YOUR INSTRUCTIONS =
Every record must be copied exactly.

(DATA FOR ANALYSIS)

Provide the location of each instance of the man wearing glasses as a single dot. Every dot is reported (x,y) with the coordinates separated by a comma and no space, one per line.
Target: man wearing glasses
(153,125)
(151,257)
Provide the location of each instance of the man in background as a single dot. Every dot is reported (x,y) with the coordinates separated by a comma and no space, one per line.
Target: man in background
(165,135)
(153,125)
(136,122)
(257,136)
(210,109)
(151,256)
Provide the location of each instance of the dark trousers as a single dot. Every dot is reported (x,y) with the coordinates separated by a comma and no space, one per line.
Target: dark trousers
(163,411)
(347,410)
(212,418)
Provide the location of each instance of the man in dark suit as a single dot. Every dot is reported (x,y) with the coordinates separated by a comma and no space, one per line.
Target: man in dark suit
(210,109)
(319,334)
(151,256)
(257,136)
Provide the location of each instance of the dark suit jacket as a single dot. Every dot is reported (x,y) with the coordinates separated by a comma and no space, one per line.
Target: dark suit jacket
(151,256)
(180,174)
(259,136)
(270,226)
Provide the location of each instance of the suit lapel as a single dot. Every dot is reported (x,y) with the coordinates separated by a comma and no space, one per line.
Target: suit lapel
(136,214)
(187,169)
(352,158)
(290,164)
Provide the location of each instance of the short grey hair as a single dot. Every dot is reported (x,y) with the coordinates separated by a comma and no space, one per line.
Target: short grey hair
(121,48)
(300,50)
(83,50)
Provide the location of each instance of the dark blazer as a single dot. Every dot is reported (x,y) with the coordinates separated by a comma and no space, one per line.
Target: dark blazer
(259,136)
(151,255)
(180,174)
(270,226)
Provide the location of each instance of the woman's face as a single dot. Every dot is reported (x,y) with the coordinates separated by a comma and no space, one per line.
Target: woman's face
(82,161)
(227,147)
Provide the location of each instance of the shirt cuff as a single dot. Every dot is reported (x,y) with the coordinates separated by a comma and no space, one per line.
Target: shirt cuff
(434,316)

(End DATA FOR ANALYSIS)

ANSWER TO THE EXERCISE =
Provide the location of each instance of the man wearing glasses as a single dot. Every dot is reported (x,y) with the coordinates separated by a comma and no space, one per line.
Target: man wearing glasses
(153,125)
(151,257)
Provide the location of each instance of the man in background as a single dot. Every dot is reported (x,y) with the coordinates separated by a comma and no space, one per line.
Target: man in background
(165,135)
(153,125)
(136,122)
(257,136)
(210,109)
(151,256)
Provide the location of each instance of the dark trousers as a single dot. Every dot is reported (x,y) with the coordinates separated by a comma and no space, one per line.
Target: dark trousers
(163,411)
(347,410)
(212,418)
Provide the location of each instance of the man in dark suit as a single dot. Every dot is reported (x,y) with the coordinates separated by a comma and no space, one per line.
Target: man in dark suit
(210,109)
(319,334)
(151,256)
(257,136)
Provide the location of each instance of the dark suit jacket as a single dot. Every dot is reported (x,y) with the coordinates separated by a comma and no space, one per line.
Target: dark suit jacket
(151,256)
(180,174)
(259,136)
(270,226)
Provide the location of each instance of the suit lapel as a single dot. Every dot is reported (x,y) with the coordinates separated by a comma and no space, one per line.
Target: suit lapel
(136,214)
(187,169)
(352,158)
(290,164)
Provide the location of each instance of the short grey hair as a single dot. Every dot is reported (x,y) with the coordinates separated by a comma and no space, one per line.
Target: short grey hair
(121,48)
(300,50)
(83,50)
Provide the location of each instance of the dark blazer as a single dot. Every dot is reported (x,y) with the coordinates separated by a comma and no space, one per line.
Target: dark blazer
(259,136)
(151,255)
(180,174)
(270,226)
Provide the location of each instance of the woman's face as a single dot. Every dot is reported (x,y) with the coordinates separated by a comma and no space, one per line.
Target: woman's face
(82,161)
(227,147)
Provide the location of each instance of the shirt cuff as a single dot. Every dot is reported (x,y) with the coordinates separated by a comma and no space, one per line.
Target: shirt cuff
(434,316)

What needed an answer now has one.